If not real careful, weeds and such can get out of hand really quick. So while preparing for this years garden maybe sharing about various tools I use would be helpful to you. In the Spring Garden Checklist post, we talked about cleaning garden tools and getting them ready .
One of my goals this year, is to build raised beds that are dedicated to perennial plants such as herbs and asparagus. So my garden tools will come in real handy for this. Lets get started.
Shovels are a must if you are going to be doing any digging at all. There are many types on the market but my favorite is a round-headed one with a long handle. I also prefer wood handles WITH cushion grips – they are a must! Not sure why exactly for the wooden handle, I just like the feel and the look of a wooden handle when using them. If you prefer to have a fiber glass handle, then by all means, this is a great one too.
If you are going to be setting out shrubs, trees or bushes, a pick mattock is a must. When choosing one, make sure to notice how the mattock head is attached. I’ve found that wooden handles in a pick mattock are not all that great. For this tool, I do prefer the fiberglass handle. When building my raised beds, I used a pick mattock to dig down to make the bed set level. Previously having a wood handled one, I found that the wood would “shrink” and I had a hard time keeping the head on. I bought a new one this last year.
Unfortunately at this time, I don’t own a rototiller. I have had to borrow one from my awesome sister. It’s great to have friends or family that can lend you garden tools to use on the homestead until you are able to purchase your own. A rototiller is great for tilling up your soil in preparation for planting. This past Friday was 62 degrees here and I couldn’t resist getting out and beginning work on the new pollinator bed I am building. You can see that here on my FB page on Feb 9th. Go ahead and like my page while you are there and keep up with what happening on our homestead.

What this exercise asks>
(1) In the garden tools text, what type of handle does the writer prefer on a pick mattock?
(2) Write the next part of the garden tools text, picking up after its final sentence.
The material that comes next is separate from this text and stands on its own.

Information supplied>
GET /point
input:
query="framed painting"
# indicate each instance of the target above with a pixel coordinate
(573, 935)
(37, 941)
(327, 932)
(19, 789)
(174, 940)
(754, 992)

---

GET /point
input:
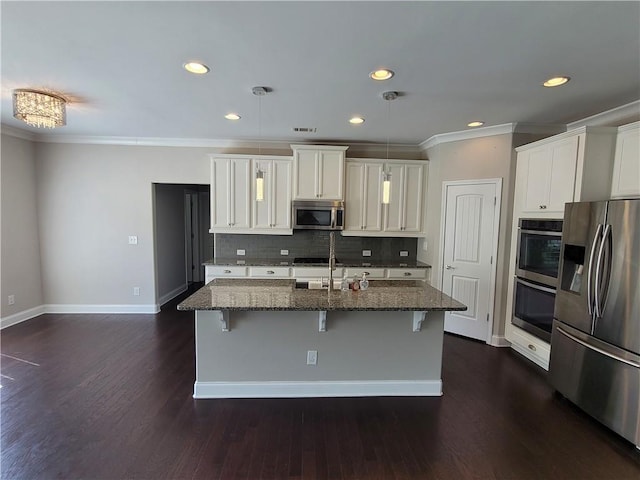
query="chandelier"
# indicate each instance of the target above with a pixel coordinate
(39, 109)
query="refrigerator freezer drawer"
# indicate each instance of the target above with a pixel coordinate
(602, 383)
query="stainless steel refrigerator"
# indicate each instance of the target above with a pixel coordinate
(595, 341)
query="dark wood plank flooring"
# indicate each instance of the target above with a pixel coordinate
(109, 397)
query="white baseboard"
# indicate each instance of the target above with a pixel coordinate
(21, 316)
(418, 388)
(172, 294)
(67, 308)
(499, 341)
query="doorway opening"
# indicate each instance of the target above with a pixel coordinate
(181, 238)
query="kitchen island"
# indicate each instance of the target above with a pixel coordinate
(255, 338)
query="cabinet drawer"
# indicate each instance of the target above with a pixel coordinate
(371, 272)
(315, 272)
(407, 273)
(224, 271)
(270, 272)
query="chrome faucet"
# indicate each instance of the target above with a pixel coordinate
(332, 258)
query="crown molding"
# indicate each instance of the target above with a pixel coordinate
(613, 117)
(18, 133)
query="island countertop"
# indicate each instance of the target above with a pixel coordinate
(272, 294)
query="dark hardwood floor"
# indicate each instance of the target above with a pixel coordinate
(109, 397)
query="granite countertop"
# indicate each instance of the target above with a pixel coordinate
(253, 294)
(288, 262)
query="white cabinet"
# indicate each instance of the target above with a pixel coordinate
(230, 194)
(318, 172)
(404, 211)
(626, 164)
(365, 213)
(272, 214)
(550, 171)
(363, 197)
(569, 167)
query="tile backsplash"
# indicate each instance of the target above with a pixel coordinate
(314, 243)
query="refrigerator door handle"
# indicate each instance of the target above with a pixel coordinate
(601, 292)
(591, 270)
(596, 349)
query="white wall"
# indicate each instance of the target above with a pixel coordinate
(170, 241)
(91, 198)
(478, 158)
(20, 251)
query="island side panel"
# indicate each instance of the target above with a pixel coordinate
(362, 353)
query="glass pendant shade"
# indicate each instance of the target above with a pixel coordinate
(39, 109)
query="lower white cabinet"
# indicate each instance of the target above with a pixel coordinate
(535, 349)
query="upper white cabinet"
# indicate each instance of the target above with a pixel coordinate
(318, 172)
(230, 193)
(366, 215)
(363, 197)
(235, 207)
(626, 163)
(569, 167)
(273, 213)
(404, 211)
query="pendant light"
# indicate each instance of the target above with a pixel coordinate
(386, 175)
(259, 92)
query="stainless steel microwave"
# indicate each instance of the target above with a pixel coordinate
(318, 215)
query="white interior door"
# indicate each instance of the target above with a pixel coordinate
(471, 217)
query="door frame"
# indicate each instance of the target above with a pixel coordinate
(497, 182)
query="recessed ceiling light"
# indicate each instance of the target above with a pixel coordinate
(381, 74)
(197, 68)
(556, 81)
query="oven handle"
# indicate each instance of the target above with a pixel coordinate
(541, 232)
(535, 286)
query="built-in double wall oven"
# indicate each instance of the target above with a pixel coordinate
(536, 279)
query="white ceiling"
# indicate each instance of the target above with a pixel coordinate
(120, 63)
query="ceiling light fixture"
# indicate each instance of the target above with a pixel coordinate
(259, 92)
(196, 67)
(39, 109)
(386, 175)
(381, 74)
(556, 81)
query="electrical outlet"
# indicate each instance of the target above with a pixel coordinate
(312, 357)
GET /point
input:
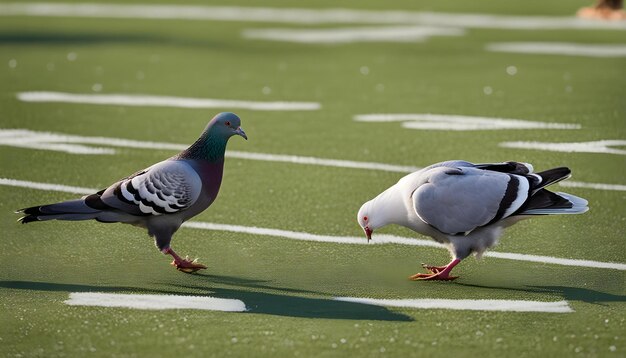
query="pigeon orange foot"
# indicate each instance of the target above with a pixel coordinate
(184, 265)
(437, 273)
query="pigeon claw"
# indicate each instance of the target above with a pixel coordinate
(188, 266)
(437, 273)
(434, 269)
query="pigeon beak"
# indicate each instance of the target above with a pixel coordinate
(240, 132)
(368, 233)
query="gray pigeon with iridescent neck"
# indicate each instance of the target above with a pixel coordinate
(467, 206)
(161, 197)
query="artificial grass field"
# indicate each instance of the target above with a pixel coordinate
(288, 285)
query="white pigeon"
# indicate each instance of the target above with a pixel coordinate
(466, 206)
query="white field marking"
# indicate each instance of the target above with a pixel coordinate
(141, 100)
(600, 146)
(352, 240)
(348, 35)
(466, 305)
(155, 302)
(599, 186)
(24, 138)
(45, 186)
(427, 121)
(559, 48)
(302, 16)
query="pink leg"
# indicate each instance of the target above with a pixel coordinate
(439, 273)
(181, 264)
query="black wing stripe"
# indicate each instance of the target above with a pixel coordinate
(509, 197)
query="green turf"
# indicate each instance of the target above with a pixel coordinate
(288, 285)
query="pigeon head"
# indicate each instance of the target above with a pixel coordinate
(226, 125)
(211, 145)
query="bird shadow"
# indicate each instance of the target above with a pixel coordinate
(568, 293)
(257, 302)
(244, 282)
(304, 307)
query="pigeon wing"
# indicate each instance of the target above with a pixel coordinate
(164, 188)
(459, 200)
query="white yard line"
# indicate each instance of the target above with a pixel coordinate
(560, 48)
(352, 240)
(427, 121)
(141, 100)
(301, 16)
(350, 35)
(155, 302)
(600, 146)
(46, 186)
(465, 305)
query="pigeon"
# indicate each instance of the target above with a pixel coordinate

* * *

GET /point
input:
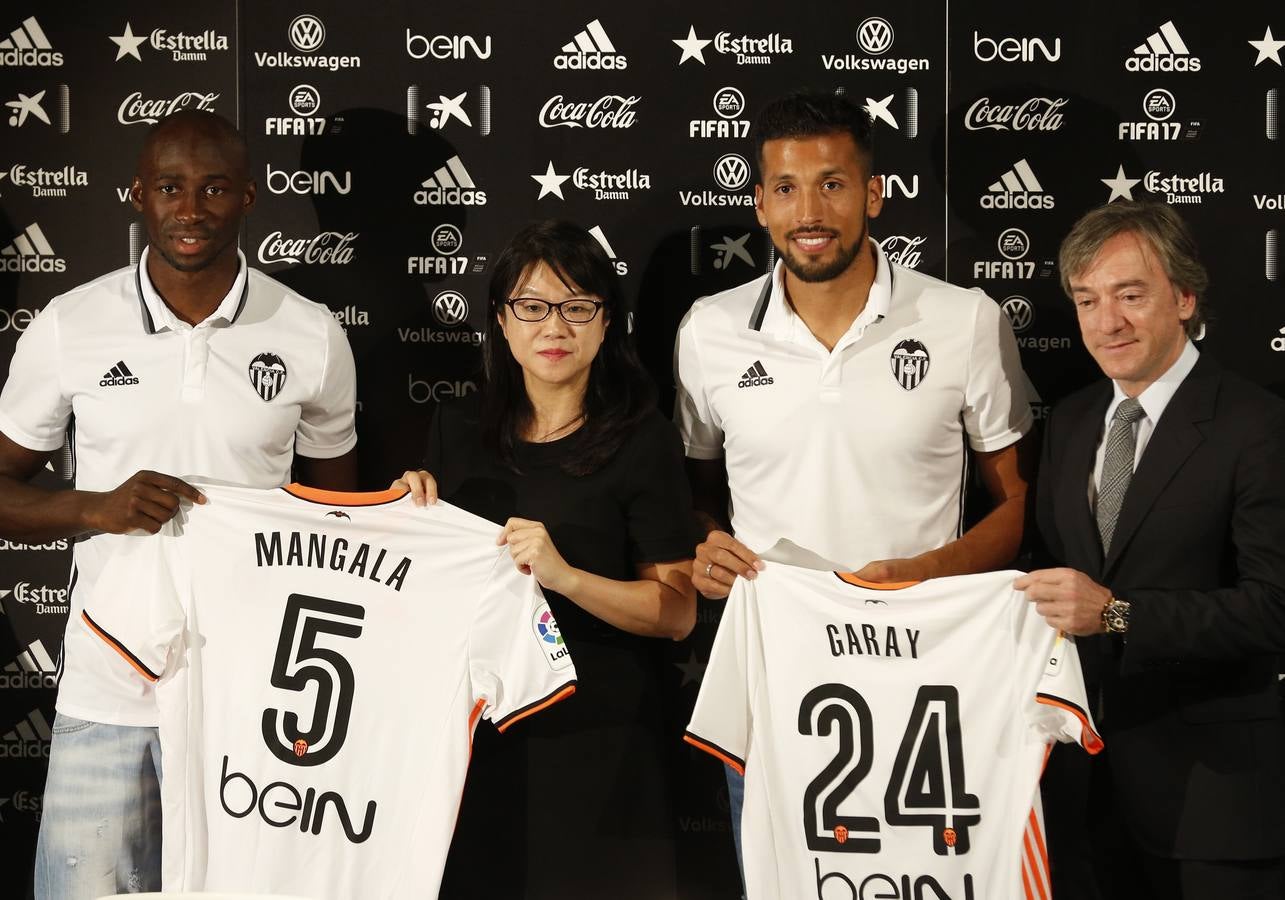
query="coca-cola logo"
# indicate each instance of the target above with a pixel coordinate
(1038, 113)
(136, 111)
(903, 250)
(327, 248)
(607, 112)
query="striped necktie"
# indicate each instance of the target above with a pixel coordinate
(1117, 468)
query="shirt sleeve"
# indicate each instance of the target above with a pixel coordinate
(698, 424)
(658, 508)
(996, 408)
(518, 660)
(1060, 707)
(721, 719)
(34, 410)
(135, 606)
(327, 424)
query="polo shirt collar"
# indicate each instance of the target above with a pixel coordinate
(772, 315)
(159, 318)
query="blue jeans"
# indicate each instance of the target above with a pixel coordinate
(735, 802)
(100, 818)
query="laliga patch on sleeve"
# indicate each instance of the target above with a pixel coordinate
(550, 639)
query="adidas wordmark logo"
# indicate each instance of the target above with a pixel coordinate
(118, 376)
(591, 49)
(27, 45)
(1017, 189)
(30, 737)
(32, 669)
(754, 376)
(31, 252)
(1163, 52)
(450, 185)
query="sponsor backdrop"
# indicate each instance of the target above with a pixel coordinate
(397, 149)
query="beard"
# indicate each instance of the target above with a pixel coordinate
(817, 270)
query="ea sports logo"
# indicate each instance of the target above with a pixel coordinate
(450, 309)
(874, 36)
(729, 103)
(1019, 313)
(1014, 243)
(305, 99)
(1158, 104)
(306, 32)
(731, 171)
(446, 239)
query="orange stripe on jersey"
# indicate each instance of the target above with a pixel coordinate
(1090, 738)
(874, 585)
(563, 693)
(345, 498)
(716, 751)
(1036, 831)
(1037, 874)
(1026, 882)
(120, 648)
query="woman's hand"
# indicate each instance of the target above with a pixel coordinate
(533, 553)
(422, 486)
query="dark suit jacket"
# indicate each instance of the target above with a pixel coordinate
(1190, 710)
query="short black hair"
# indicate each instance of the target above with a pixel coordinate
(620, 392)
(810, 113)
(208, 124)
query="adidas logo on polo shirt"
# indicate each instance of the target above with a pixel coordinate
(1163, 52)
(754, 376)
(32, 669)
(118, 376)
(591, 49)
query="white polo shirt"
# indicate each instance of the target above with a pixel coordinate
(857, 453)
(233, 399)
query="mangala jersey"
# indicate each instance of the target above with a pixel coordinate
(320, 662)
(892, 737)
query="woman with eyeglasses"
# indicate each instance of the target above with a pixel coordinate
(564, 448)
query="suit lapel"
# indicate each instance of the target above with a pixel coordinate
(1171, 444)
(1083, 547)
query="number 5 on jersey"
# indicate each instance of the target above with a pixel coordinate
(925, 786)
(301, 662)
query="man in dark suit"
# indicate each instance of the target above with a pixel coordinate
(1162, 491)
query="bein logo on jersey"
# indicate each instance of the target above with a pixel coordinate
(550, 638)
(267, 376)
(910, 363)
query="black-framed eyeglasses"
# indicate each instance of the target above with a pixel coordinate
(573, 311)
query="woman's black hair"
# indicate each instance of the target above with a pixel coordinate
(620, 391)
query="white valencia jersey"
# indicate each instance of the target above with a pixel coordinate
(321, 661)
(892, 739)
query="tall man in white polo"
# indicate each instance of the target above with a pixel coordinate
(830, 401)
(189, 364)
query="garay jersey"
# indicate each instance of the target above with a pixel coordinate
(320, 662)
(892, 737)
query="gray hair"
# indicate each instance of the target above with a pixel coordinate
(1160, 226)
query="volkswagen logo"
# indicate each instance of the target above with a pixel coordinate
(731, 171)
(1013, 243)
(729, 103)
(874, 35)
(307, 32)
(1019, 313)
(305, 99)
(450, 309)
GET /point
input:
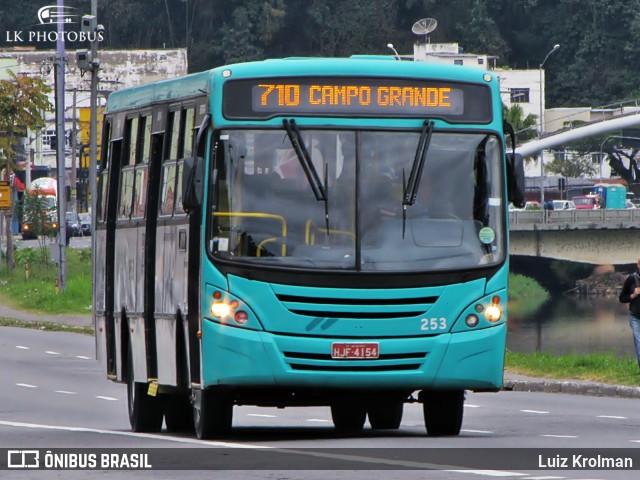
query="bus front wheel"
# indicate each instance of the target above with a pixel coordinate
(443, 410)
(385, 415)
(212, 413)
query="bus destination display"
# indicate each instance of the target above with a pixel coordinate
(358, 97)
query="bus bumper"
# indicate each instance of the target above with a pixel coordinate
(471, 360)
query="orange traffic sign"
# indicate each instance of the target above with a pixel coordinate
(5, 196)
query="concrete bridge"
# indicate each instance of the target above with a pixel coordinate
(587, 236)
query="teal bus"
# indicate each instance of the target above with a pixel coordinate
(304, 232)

Answers>
(1) A fiberglass handle.

(2)
A digging fork is excellent garden tool for digging small spaces. Since all I have is raised beds, mine works really well for digging in them. Again, I go back to preferring the wooden handle on my digging fork. It’s handles is just long enough to comfortably stand beside the raised bed and dig into the soil as needed. I actually used this last year for removing the large okra roots from the beds. If your prefer the fiberglass handle, Fiskars has this great one.
This is my “go to” digging tool! I use it more than any other garden tool I have. It’s a very simple tool but great for breaking crusty soil close to your plants. I use this one all the time and would say it would have to be my favorite. Again, since I have raised beds, this tool is ideal for scraping the soil around the plants. They also come with even shorter handles for working in the flower beds.
A funny story, thought I had lost it back in November. I had taken it to a class for a demonstration to a young group of students and didn’t put it back where it belonged when I got home. I panicked when I went to get it and it wasn’t where it should be. TIP: Always put keep your garden tools where they belong so they are easily accessible when needed.
Also a must tool. A pitch fork is excellent for various chores on the homestead. They can be used for turning the compost pile or shoveling wood chips. I do use this one with a fiberglass handle. It was just more comfortable to use rather than a straight wooden handle one.
If you are needing to separate plants or just dig a hole to set a tomato plant into, a soil knife is a great tool. I like this one because it is multi-use and has that great wooden handle.
These are essential in your pruning arsenal. They allow you to reach higher level and allow you to prune with not much effort. If the limb or whatever you are trimming, will fit it the blades, it can be trimmed with loppers. I use these for pruning trees around the homestead when the limbs hang too low and in my way when mowing. There are also great for pruning back those wild black-berry briers that grow, from the edge, out into the field and are in the way of mowing hay. It just keeps some control of them.
Small hand pruners come in handy when you need to trim small limbs and such on woody ornamentals or perennials. When it comes time to prune the blueberry bushes, hand pruners a great tool to use. They are small, fit right into your hand and make nice straight cuts when trimming or pruning bushes. I use these when cutting my gourds from the vine.
This hoe is excellent for weeding. Instead of having to “lift” the hoe in an up and down motion to removed weeds, the stirrup hoe allows you to move in a back and forth motion not forcing you to lift. It uses less exertion when hoeing the garden.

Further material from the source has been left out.